▶ [STATED EXERCISE]: Reproduce the records below verbatim, line for line, omitting the pictures from your output.

▶ [EXCERPTED DATA]:
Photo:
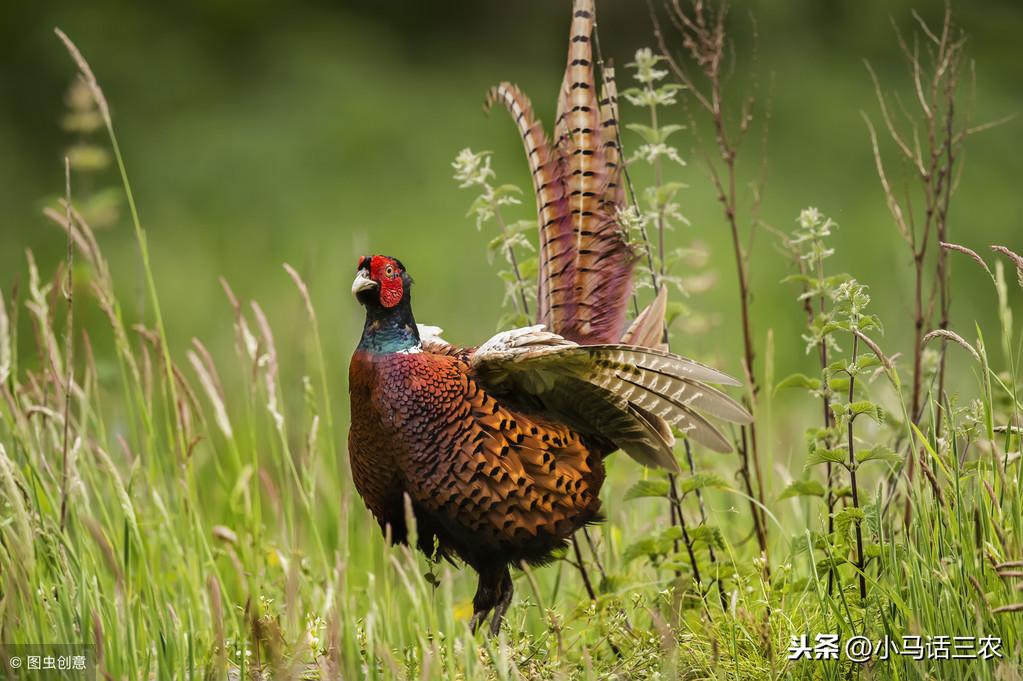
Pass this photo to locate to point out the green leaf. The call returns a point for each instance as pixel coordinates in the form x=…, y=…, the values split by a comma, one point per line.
x=821, y=455
x=798, y=380
x=520, y=226
x=708, y=535
x=702, y=481
x=845, y=517
x=839, y=383
x=506, y=189
x=645, y=547
x=803, y=488
x=868, y=361
x=879, y=453
x=648, y=488
x=650, y=135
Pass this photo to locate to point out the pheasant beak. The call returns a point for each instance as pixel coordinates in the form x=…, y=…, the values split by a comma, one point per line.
x=362, y=282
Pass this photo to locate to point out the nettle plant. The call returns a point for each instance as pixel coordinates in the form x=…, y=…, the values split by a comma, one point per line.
x=653, y=211
x=837, y=317
x=473, y=171
x=656, y=208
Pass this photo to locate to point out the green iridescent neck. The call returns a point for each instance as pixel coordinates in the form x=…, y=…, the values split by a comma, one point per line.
x=390, y=330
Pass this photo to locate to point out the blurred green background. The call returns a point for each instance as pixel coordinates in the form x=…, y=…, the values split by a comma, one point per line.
x=257, y=133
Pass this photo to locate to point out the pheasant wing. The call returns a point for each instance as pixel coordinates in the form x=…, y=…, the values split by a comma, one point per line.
x=618, y=392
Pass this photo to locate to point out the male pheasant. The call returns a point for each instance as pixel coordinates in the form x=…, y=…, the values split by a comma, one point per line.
x=499, y=449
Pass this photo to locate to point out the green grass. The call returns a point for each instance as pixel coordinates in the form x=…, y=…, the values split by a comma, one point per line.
x=212, y=527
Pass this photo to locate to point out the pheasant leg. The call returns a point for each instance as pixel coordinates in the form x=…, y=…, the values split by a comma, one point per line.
x=503, y=601
x=488, y=593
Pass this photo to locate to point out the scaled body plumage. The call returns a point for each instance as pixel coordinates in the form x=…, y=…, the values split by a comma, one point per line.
x=500, y=448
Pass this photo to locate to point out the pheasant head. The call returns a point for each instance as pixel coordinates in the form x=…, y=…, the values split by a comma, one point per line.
x=384, y=287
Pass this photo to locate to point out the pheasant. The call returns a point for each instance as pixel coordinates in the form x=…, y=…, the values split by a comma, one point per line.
x=498, y=449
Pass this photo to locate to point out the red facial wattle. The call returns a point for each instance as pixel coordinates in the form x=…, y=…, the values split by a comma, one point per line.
x=387, y=273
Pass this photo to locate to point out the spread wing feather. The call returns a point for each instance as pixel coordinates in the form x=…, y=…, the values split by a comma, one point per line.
x=624, y=394
x=585, y=261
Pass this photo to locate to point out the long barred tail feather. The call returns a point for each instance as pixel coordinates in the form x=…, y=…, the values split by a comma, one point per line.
x=585, y=273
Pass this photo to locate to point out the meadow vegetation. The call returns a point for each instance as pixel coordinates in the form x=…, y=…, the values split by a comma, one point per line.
x=191, y=513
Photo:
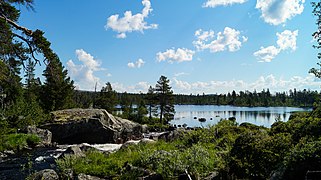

▶ [SOLVED EXERCISE]:
Photo:
Pass this photo to locate to point out the green leaf. The call returns a point for each instance as pixel coordinates in the form x=…, y=…, the values split by a comma, one point per line.
x=821, y=455
x=798, y=380
x=520, y=226
x=708, y=535
x=702, y=481
x=845, y=517
x=839, y=383
x=506, y=189
x=645, y=547
x=803, y=488
x=868, y=361
x=879, y=453
x=648, y=488
x=650, y=135
Pass this photo to locate to point out the pheasant beak. The call returns a point for each instance as pixel coordinates in the form x=…, y=…, the values split by a comma, one point per line.
x=362, y=282
Pass this photo to locate to point out the nettle plant. The call returns a point for each instance as pixel coordinates in the form x=…, y=…, the values split by a comma, one point per line.
x=653, y=211
x=837, y=317
x=473, y=171
x=656, y=208
Pass this photo to locate to point out the green iridescent neck. The call returns a point for each instance as pixel coordinates in the form x=…, y=…, the values split by a comma, one point per line.
x=390, y=330
Pass this photo to locate to point out the blurred green background. The call returns a point for each instance as pixel coordinates in the form x=…, y=…, the values split by a comma, one point per line.
x=257, y=133
Pass this photo to locate to point out the pheasant wing. The call returns a point for each instance as pixel coordinates in the form x=…, y=…, the values split by a comma, one point per line.
x=618, y=392
Pass this photo to locate to point out the male pheasant. The call returns a point for each instance as pixel coordinates in the form x=…, y=…, the values split by a comma, one point per line.
x=499, y=449
Pass this photo to locate to point out the green grass. The call returns a point for each instance as pixel coordinates in the form x=…, y=…, the values split by a comma, one point per line.
x=212, y=527
Pass this photo to locate to point out the pheasant leg. The call returns a point for each instance as pixel coordinates in the form x=…, y=…, the values split by a comma, one point per line.
x=503, y=601
x=488, y=593
Pass this photo to locate to point out the scaled body plumage. The call returns a point for each instance as pixel coordinates in the form x=…, y=…, the values split by a comma, one point per line.
x=500, y=448
Pass this photo to locate to point out the pheasant head. The call returns a point for each instance as pixel coordinates in the form x=…, y=…, the values split by a comma, one point per line.
x=384, y=287
Pass this photo to locate to point out the pheasant. The call returns a point for each instance as pixel coordinates in the form x=…, y=…, the values split by a comma, one point per line.
x=498, y=449
Pass this photo to locate to point out the red facial wattle. The call returns a point for each instance as pixel coordinates in the form x=…, y=…, the values split by a comma, one point per line.
x=387, y=273
Pass this photo to locate to point out the spread wing feather. The call returns a point for each instance as pixel coordinates in the form x=…, y=…, the values split by a comma, one point per line.
x=624, y=394
x=585, y=261
Pass this photo to locate to point out the long barred tail feather. The call returns a point for each instance as pixel coordinates in the form x=…, y=…, the values split by a comma, one point per line.
x=585, y=273
Pass this photo to locate to point out the meadow vegetation. The call returns a point for each instance as pixel coordinates in the form x=…, y=…, the values split by a comma, one point per line.
x=191, y=513
Photo:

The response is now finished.